• _Exercise prompt_:
Could you tally the lines of the entries that carry the string "fingers"? Reply with the number and nothing more.

Top of Source data

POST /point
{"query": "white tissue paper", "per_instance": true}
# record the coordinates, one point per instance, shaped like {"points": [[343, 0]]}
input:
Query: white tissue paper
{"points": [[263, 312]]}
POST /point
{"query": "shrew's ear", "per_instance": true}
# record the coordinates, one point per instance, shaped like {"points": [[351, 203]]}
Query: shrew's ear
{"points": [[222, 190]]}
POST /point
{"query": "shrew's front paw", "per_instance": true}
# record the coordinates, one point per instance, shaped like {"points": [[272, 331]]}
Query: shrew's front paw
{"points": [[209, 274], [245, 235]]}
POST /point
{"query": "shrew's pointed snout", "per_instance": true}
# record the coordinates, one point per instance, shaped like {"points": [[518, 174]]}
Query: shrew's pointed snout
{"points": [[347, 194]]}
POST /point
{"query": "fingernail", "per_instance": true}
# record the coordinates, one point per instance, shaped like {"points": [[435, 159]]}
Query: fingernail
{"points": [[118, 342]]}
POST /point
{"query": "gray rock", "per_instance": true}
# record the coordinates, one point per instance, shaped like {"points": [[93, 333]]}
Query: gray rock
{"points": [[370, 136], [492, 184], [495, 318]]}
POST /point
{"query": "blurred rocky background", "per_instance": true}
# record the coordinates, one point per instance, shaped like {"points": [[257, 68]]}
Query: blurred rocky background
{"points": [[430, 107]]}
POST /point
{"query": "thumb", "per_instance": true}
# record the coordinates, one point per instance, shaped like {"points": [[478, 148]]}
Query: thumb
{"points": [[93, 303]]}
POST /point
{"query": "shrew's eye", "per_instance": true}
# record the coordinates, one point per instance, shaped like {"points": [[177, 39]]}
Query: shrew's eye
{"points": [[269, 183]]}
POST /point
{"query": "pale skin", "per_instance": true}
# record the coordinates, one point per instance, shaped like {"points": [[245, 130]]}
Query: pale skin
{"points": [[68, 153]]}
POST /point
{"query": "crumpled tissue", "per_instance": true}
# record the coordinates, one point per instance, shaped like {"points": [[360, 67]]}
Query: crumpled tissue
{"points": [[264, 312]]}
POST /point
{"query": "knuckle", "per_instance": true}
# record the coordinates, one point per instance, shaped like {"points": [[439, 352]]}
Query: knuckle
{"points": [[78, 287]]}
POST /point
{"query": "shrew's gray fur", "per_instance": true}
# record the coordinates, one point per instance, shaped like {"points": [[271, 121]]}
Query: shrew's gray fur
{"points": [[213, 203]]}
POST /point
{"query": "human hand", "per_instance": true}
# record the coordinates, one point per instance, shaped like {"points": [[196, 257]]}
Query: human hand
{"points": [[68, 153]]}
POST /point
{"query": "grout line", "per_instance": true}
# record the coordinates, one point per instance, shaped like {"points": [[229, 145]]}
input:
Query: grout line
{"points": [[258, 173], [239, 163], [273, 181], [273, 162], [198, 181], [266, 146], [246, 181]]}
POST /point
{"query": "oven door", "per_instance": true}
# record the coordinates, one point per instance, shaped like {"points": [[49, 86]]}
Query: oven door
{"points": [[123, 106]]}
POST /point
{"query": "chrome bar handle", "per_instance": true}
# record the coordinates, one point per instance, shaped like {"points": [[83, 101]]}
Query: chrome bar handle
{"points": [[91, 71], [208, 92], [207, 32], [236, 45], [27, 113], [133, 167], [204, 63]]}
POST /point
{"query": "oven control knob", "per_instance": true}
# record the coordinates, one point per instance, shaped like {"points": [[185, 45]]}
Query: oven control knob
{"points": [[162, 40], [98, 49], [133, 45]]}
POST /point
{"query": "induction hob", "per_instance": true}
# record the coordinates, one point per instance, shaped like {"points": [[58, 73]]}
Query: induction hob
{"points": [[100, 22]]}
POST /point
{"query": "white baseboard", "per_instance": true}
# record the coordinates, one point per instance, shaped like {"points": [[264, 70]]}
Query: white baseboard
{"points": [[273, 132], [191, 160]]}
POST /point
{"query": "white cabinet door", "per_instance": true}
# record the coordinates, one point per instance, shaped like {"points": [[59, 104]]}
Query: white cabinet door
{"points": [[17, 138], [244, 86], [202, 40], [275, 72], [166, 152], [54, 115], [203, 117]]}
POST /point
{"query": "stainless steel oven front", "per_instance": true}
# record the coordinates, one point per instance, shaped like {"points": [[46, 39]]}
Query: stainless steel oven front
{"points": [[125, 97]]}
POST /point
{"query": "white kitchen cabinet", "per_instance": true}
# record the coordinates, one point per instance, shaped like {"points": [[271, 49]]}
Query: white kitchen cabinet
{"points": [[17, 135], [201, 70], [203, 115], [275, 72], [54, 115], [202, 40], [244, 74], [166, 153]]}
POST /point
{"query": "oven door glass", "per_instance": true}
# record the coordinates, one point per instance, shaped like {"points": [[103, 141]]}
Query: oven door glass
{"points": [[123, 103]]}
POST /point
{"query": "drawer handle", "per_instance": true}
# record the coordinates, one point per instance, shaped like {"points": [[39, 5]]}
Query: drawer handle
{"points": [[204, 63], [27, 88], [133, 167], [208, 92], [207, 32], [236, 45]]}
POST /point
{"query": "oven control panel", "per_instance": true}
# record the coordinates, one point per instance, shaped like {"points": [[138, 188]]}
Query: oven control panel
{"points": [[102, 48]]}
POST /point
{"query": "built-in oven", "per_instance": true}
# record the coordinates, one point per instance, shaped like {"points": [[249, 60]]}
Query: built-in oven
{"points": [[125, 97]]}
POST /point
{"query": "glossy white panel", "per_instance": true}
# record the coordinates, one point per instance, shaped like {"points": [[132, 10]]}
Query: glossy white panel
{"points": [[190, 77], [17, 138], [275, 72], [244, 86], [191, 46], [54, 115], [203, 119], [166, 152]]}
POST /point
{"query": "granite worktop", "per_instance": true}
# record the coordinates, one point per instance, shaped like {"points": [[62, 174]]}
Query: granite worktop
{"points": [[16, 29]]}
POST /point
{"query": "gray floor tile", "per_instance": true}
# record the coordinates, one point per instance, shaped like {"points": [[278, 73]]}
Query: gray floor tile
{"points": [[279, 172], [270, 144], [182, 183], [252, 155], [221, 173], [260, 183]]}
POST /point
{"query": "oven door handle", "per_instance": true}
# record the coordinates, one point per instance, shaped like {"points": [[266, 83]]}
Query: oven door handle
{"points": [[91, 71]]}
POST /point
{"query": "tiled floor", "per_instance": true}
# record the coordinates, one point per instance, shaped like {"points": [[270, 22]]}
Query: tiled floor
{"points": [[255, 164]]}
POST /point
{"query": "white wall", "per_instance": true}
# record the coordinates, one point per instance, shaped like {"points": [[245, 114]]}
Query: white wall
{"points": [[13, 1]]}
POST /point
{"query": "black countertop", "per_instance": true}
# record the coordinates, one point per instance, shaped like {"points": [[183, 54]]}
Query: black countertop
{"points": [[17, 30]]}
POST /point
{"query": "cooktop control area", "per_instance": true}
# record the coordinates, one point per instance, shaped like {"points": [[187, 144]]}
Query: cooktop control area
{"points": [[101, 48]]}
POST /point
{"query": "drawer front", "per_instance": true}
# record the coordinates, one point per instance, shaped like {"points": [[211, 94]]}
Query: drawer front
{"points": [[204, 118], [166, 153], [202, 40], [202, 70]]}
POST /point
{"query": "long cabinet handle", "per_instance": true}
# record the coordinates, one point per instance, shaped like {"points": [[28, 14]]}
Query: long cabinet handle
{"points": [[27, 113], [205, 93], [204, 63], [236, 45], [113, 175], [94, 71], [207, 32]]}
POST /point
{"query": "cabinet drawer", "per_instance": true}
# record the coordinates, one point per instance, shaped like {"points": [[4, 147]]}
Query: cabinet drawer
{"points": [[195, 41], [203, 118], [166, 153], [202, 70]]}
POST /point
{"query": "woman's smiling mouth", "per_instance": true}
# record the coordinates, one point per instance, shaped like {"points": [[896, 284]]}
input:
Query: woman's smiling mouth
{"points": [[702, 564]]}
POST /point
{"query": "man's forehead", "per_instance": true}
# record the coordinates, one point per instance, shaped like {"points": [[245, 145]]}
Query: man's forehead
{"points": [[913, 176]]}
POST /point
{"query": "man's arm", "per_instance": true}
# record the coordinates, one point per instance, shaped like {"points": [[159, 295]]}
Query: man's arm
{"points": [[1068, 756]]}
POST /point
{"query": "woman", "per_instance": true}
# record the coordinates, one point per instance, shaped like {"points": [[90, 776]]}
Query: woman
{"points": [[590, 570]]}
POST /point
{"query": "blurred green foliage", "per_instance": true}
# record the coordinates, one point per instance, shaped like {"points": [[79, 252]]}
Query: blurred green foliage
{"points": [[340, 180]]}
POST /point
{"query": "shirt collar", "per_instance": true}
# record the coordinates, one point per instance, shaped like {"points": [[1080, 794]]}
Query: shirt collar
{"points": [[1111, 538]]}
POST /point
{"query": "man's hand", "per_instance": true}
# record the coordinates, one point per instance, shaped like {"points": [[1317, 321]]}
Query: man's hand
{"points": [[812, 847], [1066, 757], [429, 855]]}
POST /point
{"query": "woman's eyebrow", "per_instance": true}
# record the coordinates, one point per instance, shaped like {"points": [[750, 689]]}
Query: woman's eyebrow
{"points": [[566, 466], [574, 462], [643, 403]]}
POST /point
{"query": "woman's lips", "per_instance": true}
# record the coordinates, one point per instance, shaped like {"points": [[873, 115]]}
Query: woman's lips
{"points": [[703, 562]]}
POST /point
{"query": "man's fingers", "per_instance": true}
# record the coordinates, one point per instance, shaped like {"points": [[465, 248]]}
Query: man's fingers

Bottom of Source data

• _Solved exercise_:
2